### EXERCISES
**1.** Say whether each statement agrees with the Luger book review. Answer yes or no for each, and quote the deciding words from the review.
(a) The book is a set of three volumes with close to 2000 pages.
(b) Herr Görtz wrote his earlier landmark Luger book in English.
(c) Dr. Sturgess now lives in Switzerland.
**2.** Echo the stretch of the Luger book review from "The book is entitled" through "have not disappointed.".
**3.** Carry on the Luger book review from the point where it stops.

### PROVIDED PASSAGE
++++++++

Book Review: Borchardt & Luger Automatic Pistols

The Luger pistol is one of the most iconic firearms ever built, and has been a favorite of collectors for many decades. Not surprisingly, there is a lot of literature out there on the Luger for the historian or collector to choose from – but if you want to sweep away all the chaff and get everything there is to know about the Luger there is one clear book to get:

Borchardt & Luger Automatic Pistols cover

“The Borchardt & Luger Automatic Pistols”, by Joachim Görtz and Dr Geoffrey Sturgess

The book is entitled The Borchardt & Luger Automatic Pistols: A Technical History for Collectors from C93 to P.08, and it is written by Joachim Görtz and Dr Geoffrey Sturgess. Herr Görtz was a German collector (sadly passed away a few years ago) who had written a landmark book on the Luger in German, and Dr. Sturgess is an Englishman (now residing in Switzerland, where he can maintain his collection) who has to our knowledge the most comprehensive collection of Lugers and contemporary early automatic pistols in the world. Between these two figures, you can reasonably expect an impressively comprehensive book…and they have not disappointed.

The book is actually a 3-volume set with nearly 2000 pages, all glossy and loaded with excellent color photos. It begins with the development of the C93 Borchardt (the first commercially successful autoloading pistol) and tracing its development and military testing. When Hugo Borchardt refused to accept that his pistol had any shortcomings, it was handed off to Georg Luger to refine, and Volume I follows this refinement through its many stages, formal trials, and various early production runs. The incremental changes made to the design are chronicled in exquisite detail, and liberally illustrated with pictures of the exact serial numbered guns in question. For example, Sturgess describes how and why the Lugers provided for British trials in 1900 were in fact guns made for Swiss trials, returned to the factory afterwards, and then reused to send to England.

++++++++

### DATA EXCERPT
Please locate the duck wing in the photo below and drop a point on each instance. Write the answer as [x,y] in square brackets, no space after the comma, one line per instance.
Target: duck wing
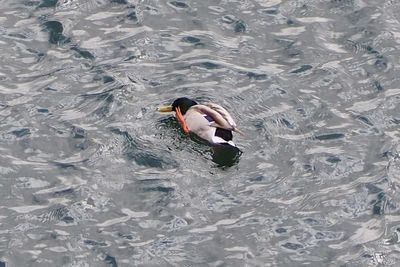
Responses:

++++++++

### EXERCISE RESPONSES
**1.**
(a) Yes: "The book is actually a 3-volume set with nearly 2000 pages"
(b) No: "had written a landmark book on the Luger in German"
(c) Yes: "now residing in Switzerland, where he can maintain his collection"

**2.**
The book is entitled The Borchardt & Luger Automatic Pistols: A Technical History for Collectors from C93 to P.08, and it is written by Joachim Görtz and Dr Geoffrey Sturgess. Herr Görtz was a German collector (sadly passed away a few years ago) who had written a landmark book on the Luger in German, and Dr. Sturgess is an Englishman (now residing in Switzerland, where he can maintain his collection) who has to our knowledge the most comprehensive collection of Lugers and contemporary early automatic pistols in the world. Between these two figures, you can reasonably expect an impressively comprehensive book…and they have not disappointed.

**3.**
The first volume continues with detailed discussion of the Luger carbines, proofing and inspection marks, and instructional manuals written for the pistol. Volume II looks at serial numbers in depth, plus each of the production lines set up to manufacture Lugers, Naval and Artillery Lugers, technical changes throughout production, manufacturing and accounting details, and German unit markings found on Lugers. Finally, Volume III covers accessories like holsters, cleaning gear, ammunition, shoulder stocks and magazines plus miscellaneous developmental offshoots (like the Luger and Borchardt rifle designs, the .45ACP US trials Lugers, etc). Volume III also includes detailed information on the Luger and Borchardt patents, as well as complete sets of original technical drawings for five different versions (the 1900, 1904, 1906, P08, and lP08).

This brief cataloging of the contents doesn’t even do justice to the chapter headings, much less the amount of detail within each one of them. The most minute technical changes are addressed, down to things like the variances in Swiss crest stampings on the hand-marked early examples. In addition to showing these details on each transitional model of the pistol, a number of faked pistols are specifically described, so that a reader can learn what to look for in identifying fraudulent examples – information worth many times’ the book’s price when you are looking at the prices commanded by very rare Luger pistols.

I am really having trouble trying to get across the sheer amount of information in this three-volume set. I’ve been reading through it for a week now, and I feel like I’ve hardly scratched the surface. It is obvious to me that this set will be my standard reference every time I need to investigate a question about Luger development relative to other designs, or research a particular pistol I am looking at buying or selling. It’s one (well, three) of those books that will become stained and dog-eared, not dusty.

For anyone contemplating buying a Luger that is more than just a shooter, it’s just the insurance policy needed to make sure a price is fair and a seller’s description of the gun’s history is accurate. I would no sooner put money into a historical Luger without cross-checking this work than I would drive without insurance, and for pretty much the same reasons.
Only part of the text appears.